Pense: Há alguns anos, a criminalidade era notada nas ruas, através de furtos diversos, roubos a pedestre, roubos a estabelecimentos comerciais, bancários, fraudes utilizando títulos executivos, bilhetes físicos, dentre outras formas. Hoje, a sensação de insegurança é sentida, também, quiçá mais que no plano físico, no ambiente virtual, ao passo em que a desconfiança impera sob os aplicativos baixados, nos perfis das redes sociais, nas mensagens recebidas através dos aplicativos de conversação e muitas outras formas.

Foi descoberto, pela criminalidade, um ambiente “confortável” para a prática de delitos, que agora podem ser cometidos de qualquer lugar, seja dentro de uma casa a um estabelecimento prisional, por exemplo. Exemplo disso é o famoso golpe do Pix, pelo qual um criminoso usa de um celular, conexão de internet, e entra em contato com alguém se fazendo passar por algum parente ou conhecido, de modo a pedir dinheiro emprestado sob algum pretexto (geralmente razoável, pois o criminoso já fez o “estudo” da vítima previamente). É fato: O criminoso, hoje, não se expõe como antes. A própria investigação criminal precisa estar atenta a estar nuances e constantemente se reinventar para acompanhar o ritmo das evoluções no âmbito dos delitos em meio virtual.

== == ==

- [TAREFA 1]: Determine em quantas linhas dos registros aparece a palavra "wall", levando em conta maiúsculas e minúsculas. Responda somente com o número.
O texto e os registros não têm nenhuma relação entre si.

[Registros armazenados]
== == ==

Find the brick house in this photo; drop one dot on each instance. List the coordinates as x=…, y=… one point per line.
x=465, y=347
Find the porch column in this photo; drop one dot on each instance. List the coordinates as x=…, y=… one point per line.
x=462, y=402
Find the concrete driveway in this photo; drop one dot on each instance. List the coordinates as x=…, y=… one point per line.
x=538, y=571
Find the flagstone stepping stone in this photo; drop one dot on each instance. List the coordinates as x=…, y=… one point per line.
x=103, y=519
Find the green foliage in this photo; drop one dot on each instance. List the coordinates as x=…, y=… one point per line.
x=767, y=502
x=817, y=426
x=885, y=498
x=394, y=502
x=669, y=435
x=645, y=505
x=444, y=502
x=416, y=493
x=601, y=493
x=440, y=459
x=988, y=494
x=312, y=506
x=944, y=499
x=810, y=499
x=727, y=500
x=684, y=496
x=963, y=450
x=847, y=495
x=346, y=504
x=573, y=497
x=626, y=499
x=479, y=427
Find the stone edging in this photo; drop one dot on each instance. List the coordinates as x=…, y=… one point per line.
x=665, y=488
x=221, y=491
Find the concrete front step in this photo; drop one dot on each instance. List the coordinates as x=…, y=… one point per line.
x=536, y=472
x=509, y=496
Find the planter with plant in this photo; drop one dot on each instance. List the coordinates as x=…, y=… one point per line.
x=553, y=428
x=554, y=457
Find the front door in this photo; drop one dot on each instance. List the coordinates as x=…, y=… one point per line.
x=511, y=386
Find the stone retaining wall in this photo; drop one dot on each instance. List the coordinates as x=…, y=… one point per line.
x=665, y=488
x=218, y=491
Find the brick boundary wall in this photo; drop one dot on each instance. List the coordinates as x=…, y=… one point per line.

== == ==

- [TAREFA 2]: Passe para o inglês esta frase do texto sobre a criminalidade no meio virtual: "É fato: O criminoso, hoje, não se expõe como antes."

- [RESPOSTA 1]: 2

- [RESPOSTA 2]: It is a fact: today, criminals no longer expose themselves as they once did.